*Task directions*.
Every line in the listing is to be echoed verbatim.

*Input*.
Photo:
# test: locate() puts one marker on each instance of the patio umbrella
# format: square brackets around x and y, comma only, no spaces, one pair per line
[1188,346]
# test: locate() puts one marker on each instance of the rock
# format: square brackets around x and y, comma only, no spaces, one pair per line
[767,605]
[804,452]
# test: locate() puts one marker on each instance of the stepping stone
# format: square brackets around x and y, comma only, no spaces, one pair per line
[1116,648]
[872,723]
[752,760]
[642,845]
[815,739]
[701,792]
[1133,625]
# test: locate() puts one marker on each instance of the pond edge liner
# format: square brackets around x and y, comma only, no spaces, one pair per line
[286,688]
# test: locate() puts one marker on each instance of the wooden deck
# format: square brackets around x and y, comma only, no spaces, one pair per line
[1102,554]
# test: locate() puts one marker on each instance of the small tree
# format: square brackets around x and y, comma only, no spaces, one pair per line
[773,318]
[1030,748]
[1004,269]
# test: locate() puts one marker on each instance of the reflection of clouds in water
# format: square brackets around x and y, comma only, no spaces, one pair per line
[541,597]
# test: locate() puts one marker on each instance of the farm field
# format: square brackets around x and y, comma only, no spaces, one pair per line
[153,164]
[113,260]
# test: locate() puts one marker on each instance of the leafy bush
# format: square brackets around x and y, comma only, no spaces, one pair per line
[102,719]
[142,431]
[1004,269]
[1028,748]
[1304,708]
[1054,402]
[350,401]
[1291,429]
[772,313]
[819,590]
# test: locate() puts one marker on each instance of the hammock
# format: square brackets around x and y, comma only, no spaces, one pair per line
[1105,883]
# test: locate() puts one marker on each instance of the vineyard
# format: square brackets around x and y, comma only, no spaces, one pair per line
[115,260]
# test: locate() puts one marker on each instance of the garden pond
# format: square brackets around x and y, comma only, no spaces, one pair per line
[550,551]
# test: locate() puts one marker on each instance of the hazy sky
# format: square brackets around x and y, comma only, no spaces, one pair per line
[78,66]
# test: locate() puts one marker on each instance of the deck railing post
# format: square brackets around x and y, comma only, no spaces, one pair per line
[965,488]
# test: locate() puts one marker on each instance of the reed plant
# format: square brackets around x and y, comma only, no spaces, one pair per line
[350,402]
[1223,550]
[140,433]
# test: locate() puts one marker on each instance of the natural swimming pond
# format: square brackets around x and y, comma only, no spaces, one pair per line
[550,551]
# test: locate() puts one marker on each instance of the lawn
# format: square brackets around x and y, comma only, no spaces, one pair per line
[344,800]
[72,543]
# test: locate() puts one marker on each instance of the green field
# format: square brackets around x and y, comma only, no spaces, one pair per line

*Answer in full*.
Photo:
# test: locate() puts one marker on each instance of the patio umbrella
# format: square brackets around x and y, comma only, no spaces, one pair per line
[1188,346]
# test: locate() puts one marker on each instance of the rock
# format: square brackets around x and y, comma only, no spaces, one pair per line
[767,605]
[804,452]
# test: locate() puts one marker on each instance of the stepping stone
# format: square brackets around x and y, comma only, no spaces, one pair per line
[1116,648]
[872,723]
[752,760]
[642,845]
[815,739]
[701,792]
[1133,625]
# test: locate() puts one marker on each instance of the pond edge liner
# format: square brackets around x and y, comma only, no spaces, one pair per line
[286,688]
# test: locate() puts one marker on each instance of the wooden deck
# format: square brackets around x and y, comma only, no spaces, one pair per line
[1102,554]
# test: locate() puts one marker on each instance of the small tree
# format: square brackets around x and y, comma only, no spaces, one pair per line
[773,318]
[1030,748]
[1004,269]
# test: locate() puts one marker on each instance of the reflection of clouds in water
# format: square brackets around x and y, comma only, no spaces, one pair per line
[541,597]
# test: locate() puts one marker on each instance of the farm field
# format: square brackets around x and y, comma only, no spaces, one pair per line
[153,164]
[113,260]
# test: locate() puts one marker on each instance of the leafy bush
# format: square brackets around x and y, comma only, no spaces, one pair per line
[102,719]
[142,431]
[1004,269]
[1028,748]
[1304,708]
[1054,402]
[350,401]
[1291,429]
[772,313]
[819,590]
# test: locate() puts one marker on each instance of the hammock
# format: square brackets around x and y, comma only, no spaces, one pair per line
[1105,883]
# test: locate() puts one marker on each instance of the vineyard
# format: square brackets around x and y, comma only, no spaces, one pair per line
[115,260]
# test: locate() puts one marker on each instance of the garden pond
# format: square brackets around x and y, comma only, no spaces, one pair per line
[550,551]
# test: locate() puts one marker on each instance of the hazy sky
# format: square brackets around x and y, comma only, no spaces, one pair per line
[78,66]
# test: locate() puts one marker on each instance of the deck railing post
# format: square brackets around x and y, comma only, no spaces, one pair per line
[965,488]
# test: locate() puts one marker on each instance of the reed plant
# format: square brackets around x and y, comma only, no spaces, one pair per line
[350,402]
[1223,550]
[140,433]
# test: locate() puts one marker on each instance of the natural swimming pond
# format: square brackets around x and y, comma only, no spaces, one pair per line
[550,551]
# test: locate() puts one marker on each instance of the lawn
# format: square brackets around x and y, comma only, no spaces, one pair per line
[344,800]
[72,543]
# test: locate() puts one marker on each instance of the green field
# format: square brackets around x and y, comma only, no spaces, one pair per line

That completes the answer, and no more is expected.